━━━━━ Records for processing

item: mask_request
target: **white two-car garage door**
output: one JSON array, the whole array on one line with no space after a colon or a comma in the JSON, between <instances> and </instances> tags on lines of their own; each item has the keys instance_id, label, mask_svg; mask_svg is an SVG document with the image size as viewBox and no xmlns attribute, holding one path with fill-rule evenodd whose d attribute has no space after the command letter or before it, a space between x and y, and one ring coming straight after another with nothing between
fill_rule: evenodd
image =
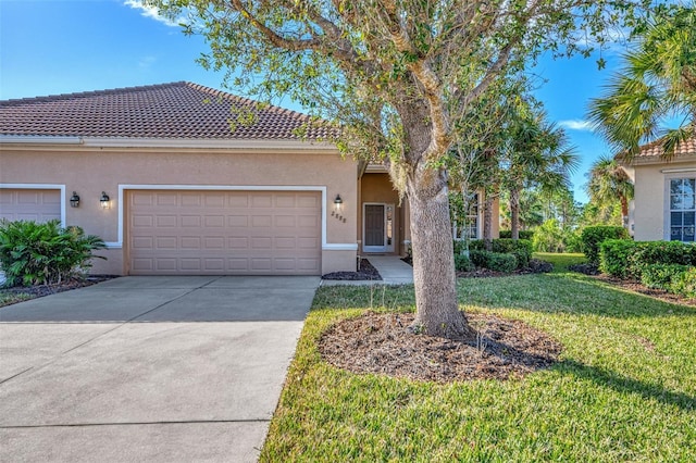
<instances>
[{"instance_id":1,"label":"white two-car garage door","mask_svg":"<svg viewBox=\"0 0 696 463\"><path fill-rule=\"evenodd\" d=\"M0 218L48 222L61 218L61 190L0 188Z\"/></svg>"},{"instance_id":2,"label":"white two-car garage door","mask_svg":"<svg viewBox=\"0 0 696 463\"><path fill-rule=\"evenodd\" d=\"M127 193L132 275L319 275L319 191Z\"/></svg>"}]
</instances>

━━━━━━━━━━

Your goal
Swap "mask_request" for "segmentation_request" in the data above and reproduce everything else unchanged. Leave the pictures out of your answer.

Expected output
item: segmentation_request
target: **white two-car garage door**
output: one JSON array, the whole array on one line with no space after a colon or a comma in the JSON, between <instances> and </instances> tags on lines of their own; each item has the keys instance_id, label, mask_svg; mask_svg is an SVG document with the image size as viewBox and no xmlns attribute, holding one path with fill-rule evenodd whose d attribute has no space after the command letter or before it, a space between x and y, and one ring coming straight after another with nothing between
fill_rule: evenodd
image =
<instances>
[{"instance_id":1,"label":"white two-car garage door","mask_svg":"<svg viewBox=\"0 0 696 463\"><path fill-rule=\"evenodd\" d=\"M0 218L48 222L61 218L61 190L0 188Z\"/></svg>"},{"instance_id":2,"label":"white two-car garage door","mask_svg":"<svg viewBox=\"0 0 696 463\"><path fill-rule=\"evenodd\" d=\"M127 193L132 275L319 275L319 191Z\"/></svg>"}]
</instances>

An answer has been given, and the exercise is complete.